> _PAGE EXCERPT_
Superintendent Diana Bourisaw expressed disappointment at the state vote, insisted the district was improving and said she hoped the new governing board would allow her to remain in charge.

A parent in St. Louis, Etta Key, 38, teaches 16- to 78-year-olds in an adult literacy class where she said she has no trouble picking out the students who went to St. Louis public schools. Their grades are always low, she said.

"Change is needed," Key said. "What's going on isn't working. This board is a mess."

State Department of Elementary and Secondary Education staff said the school district with 32,000 students had failed to meet both academic and financial standards.

The district met only four of the 14 performance standards set by the state, failing in such areas as middle and high school math scores, graduation rates and college placement. To remain provisionally accredited, it would need to meet six of the 14 standards. Full accreditation requires meeting nine of the standards.

If trends hold, 13,000 of the students now enrolled in the district will not graduate, Slay said. Of those who do, only half will take the college entrance ACT test. Of them, less than 12 percent will score at or above the national average.

Sullivan, 54, will serve as chief executive of the three-member transitional board if his appointment is approved by the Missouri Senate.

He is chairman of the St. Louis construction firm McBride and Son Management Co. Inc. He is also founder of the Read, Write and Run program that promotes reading and wellness among children.

Sullivan said his first priority will be to listen to concerns from students, teachers and everyone else affiliated with the district.

Blunt said he was sensitive to those concerned about the takeover.

"I know change is hard, but I think change is necessary," he said.

Slay expects to name his appointment to the new board next week. Aldermanic President Jim Shrewsbury, who this month lost in a Democratic primary to Alderman Lewis Reed, said Reed should make the third appointment. Reed is unopposed in the general election in April. Reed said he has not decided on an appointment.

> _GIVEN RECORDS_
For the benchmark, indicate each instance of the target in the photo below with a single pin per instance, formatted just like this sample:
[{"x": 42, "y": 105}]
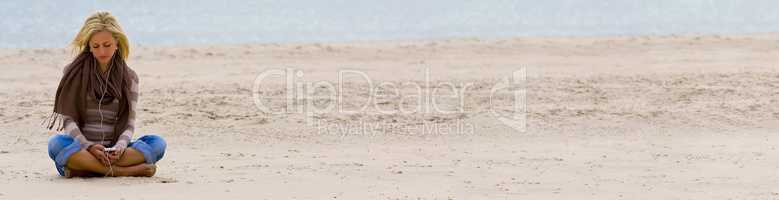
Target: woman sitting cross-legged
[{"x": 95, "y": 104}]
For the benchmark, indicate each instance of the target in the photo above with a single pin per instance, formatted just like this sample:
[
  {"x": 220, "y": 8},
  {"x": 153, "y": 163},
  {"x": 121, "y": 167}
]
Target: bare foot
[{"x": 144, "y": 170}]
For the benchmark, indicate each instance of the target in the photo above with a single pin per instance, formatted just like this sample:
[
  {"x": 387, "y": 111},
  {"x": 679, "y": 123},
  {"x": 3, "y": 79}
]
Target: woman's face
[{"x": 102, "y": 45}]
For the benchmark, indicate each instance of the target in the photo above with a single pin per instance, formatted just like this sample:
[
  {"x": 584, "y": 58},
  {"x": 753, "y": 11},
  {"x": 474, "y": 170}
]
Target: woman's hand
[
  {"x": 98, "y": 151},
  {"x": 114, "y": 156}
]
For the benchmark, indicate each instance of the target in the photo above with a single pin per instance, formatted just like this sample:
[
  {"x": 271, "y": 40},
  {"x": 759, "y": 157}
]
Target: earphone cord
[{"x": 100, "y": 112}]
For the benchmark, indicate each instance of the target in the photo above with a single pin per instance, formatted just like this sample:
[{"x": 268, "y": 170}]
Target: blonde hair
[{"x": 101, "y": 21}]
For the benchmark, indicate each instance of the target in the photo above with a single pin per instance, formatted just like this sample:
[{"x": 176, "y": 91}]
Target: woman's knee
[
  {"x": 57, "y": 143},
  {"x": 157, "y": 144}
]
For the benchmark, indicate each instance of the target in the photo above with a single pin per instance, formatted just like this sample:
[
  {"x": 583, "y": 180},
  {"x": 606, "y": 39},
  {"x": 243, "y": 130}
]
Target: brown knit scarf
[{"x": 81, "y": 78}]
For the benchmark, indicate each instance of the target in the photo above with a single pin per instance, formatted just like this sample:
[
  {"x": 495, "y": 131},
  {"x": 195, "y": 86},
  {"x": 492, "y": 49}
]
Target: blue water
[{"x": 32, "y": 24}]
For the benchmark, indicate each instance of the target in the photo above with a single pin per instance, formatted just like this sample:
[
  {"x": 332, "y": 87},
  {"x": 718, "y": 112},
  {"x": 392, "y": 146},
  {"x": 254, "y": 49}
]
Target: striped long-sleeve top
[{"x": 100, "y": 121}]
---
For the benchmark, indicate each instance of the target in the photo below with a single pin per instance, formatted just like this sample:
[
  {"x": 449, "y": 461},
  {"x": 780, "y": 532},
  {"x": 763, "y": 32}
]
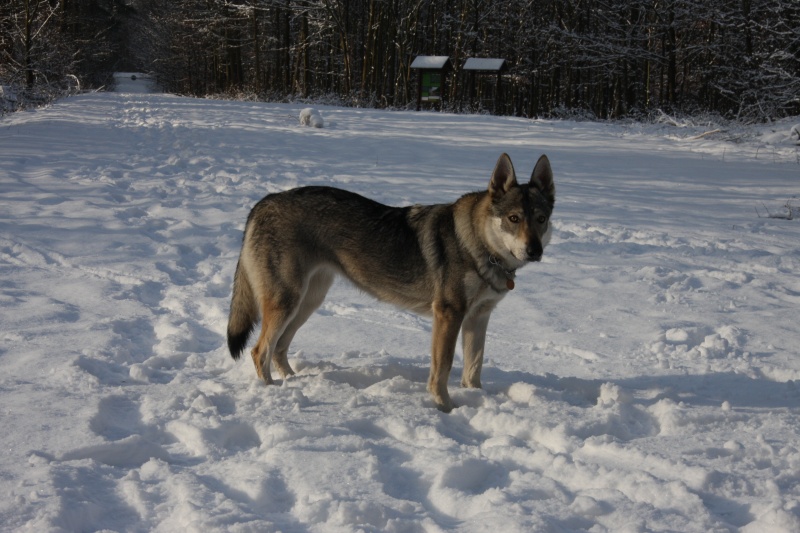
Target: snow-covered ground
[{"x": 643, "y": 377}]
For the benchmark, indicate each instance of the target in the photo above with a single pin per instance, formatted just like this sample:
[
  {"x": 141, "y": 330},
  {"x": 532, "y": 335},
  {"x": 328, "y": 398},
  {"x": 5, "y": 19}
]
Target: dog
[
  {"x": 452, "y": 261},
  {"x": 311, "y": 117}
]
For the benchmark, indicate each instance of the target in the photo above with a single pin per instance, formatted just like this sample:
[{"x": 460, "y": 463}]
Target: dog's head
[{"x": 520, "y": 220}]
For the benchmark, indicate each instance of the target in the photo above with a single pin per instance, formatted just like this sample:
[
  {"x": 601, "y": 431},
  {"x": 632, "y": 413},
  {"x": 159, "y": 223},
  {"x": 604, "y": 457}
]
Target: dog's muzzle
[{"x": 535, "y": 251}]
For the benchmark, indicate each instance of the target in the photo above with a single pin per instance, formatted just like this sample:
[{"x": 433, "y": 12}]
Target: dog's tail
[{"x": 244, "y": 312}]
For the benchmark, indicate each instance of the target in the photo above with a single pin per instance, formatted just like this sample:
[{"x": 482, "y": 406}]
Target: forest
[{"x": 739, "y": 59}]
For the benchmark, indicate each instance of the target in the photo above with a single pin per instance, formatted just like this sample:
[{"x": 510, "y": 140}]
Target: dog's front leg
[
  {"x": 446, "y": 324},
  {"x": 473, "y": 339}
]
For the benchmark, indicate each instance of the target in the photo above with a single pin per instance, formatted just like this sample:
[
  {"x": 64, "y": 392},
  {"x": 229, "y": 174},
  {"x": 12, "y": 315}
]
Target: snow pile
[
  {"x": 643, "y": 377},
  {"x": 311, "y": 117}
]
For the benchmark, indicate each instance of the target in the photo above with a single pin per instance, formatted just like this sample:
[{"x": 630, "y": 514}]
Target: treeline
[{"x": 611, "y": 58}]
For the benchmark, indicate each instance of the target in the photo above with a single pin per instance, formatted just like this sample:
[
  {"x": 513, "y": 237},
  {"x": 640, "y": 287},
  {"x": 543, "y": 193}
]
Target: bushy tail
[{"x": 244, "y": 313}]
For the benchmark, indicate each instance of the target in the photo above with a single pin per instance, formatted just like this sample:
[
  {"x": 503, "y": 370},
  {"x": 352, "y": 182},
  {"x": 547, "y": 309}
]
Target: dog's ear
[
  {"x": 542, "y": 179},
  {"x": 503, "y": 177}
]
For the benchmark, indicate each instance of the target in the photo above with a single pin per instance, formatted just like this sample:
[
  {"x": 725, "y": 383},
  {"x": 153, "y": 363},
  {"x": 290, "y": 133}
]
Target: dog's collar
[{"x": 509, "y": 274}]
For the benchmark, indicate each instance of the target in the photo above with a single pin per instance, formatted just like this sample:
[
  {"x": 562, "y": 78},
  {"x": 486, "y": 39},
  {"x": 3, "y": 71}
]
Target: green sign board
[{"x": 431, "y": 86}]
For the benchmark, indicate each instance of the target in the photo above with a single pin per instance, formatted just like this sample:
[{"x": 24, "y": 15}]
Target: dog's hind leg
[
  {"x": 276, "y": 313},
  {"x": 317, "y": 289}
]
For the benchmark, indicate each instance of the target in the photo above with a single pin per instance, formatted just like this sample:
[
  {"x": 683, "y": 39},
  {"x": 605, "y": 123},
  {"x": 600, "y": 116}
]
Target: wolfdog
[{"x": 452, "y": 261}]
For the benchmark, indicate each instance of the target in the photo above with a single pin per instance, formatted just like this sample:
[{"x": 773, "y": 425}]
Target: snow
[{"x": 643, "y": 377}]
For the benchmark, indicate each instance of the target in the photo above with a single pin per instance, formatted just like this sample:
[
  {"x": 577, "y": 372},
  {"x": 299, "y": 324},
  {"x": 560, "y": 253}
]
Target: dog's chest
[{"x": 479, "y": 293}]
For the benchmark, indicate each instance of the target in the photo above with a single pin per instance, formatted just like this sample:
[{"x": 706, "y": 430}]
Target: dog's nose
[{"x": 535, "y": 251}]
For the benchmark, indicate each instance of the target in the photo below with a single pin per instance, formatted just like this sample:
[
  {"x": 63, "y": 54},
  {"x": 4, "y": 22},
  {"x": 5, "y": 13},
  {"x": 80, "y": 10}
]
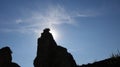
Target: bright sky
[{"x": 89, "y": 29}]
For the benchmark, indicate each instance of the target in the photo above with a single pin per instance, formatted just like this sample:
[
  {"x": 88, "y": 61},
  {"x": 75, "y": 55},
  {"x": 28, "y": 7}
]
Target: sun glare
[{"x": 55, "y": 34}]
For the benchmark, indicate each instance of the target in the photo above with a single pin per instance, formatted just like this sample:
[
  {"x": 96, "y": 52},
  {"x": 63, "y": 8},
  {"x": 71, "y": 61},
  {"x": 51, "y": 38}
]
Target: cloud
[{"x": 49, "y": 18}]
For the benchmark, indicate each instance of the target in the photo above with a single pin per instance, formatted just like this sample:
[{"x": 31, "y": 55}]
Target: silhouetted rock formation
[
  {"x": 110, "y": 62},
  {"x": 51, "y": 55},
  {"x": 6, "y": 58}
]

> _EXERCISES TO COMPLETE_
• A. According to the school district excerpt, how many of the 14 state performance standards did the district meet?
• B. Decide whether each statement agrees with the school district excerpt, answering yes or no and quoting the words that decide it: (i) Full accreditation requires meeting nine of the state's standards. (ii) The district enrolls 45,000 students. (iii) Reed has already chosen his appointment to the new board.

> _IN RESPONSE_
• A. Four.

• B.
(i) Yes: "Full accreditation requires meeting nine of the standards."
(ii) No: "the school district with 32,000 students"
(iii) No: "Reed said he has not decided on an appointment."